Copy the guest article on hand stitching word for word, between "I was satisfied" and "composition needed more.", inclusive.

***** Passage provided *****

Guest Article by Roxanne Lasky
My name is Roxanne Lasky and I am pleased to contribute to the No Serial Number Blog with my take on hand stitching. While I have been a textile artist for quite some time, I started my art journey as a watercolour and oil painter. All of my work is infused with a love of history, nature and personal experience and how they influence the meanings that emerge. I experiment with materials and love dyeing with natural substances because I enjoy the hunt, the element of surprise and the knowledge I acquire in the process. I am especially grateful for the South Carolina climate as it lends itself to growing indigo from scratch. I love to share what I learn.
How do you transmit the character of a pencil sketch with thread? The sharpness of the point, the lightness of the stroke? I had to contend with this question during work on a recent hand-stitched project. This project was unusual in that I had dyed the fabrics and designed them into what I thought was a finished piece. I had taken the green and subtle brown cottons and arranged them with their linen counterparts. I positioned the values in my usual grid-style manner, interrupted, rather punctuated by some orange, rust and muted pink silk and cotton. I had stitched in some reverse appliqué, following the serendipitous marks in the dye and highlighted some other shapes that looked like leaves or feathers.
I was satisfied with the outcome, admiring the way the dye-shapes moved through the composition. How effortlessly the hues had migrated. How easily the work had come together, how clever the engineering to include finished and unfinished edges. It spoke of movement, balance and contrast. But it had no story. Most of the handwork I’ve done for the last four or five years has been about story. My paintings of people with layered glazes always hint of story. I realized that this mono-dye composition needed more.

***** Records provided *****

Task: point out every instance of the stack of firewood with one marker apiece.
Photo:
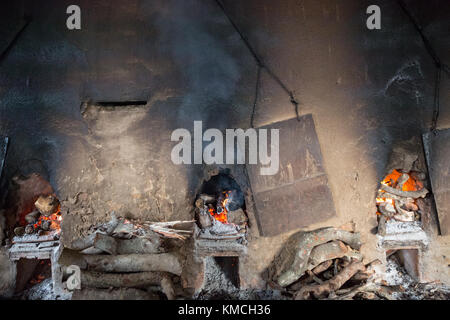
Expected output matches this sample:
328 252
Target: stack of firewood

*****

Solution:
I was satisfied with the outcome, admiring the way the dye-shapes moved through the composition. How effortlessly the hues had migrated. How easily the work had come together, how clever the engineering to include finished and unfinished edges. It spoke of movement, balance and contrast. But it had no story. Most of the handwork I’ve done for the last four or five years has been about story. My paintings of people with layered glazes always hint of story. I realized that this mono-dye composition needed more.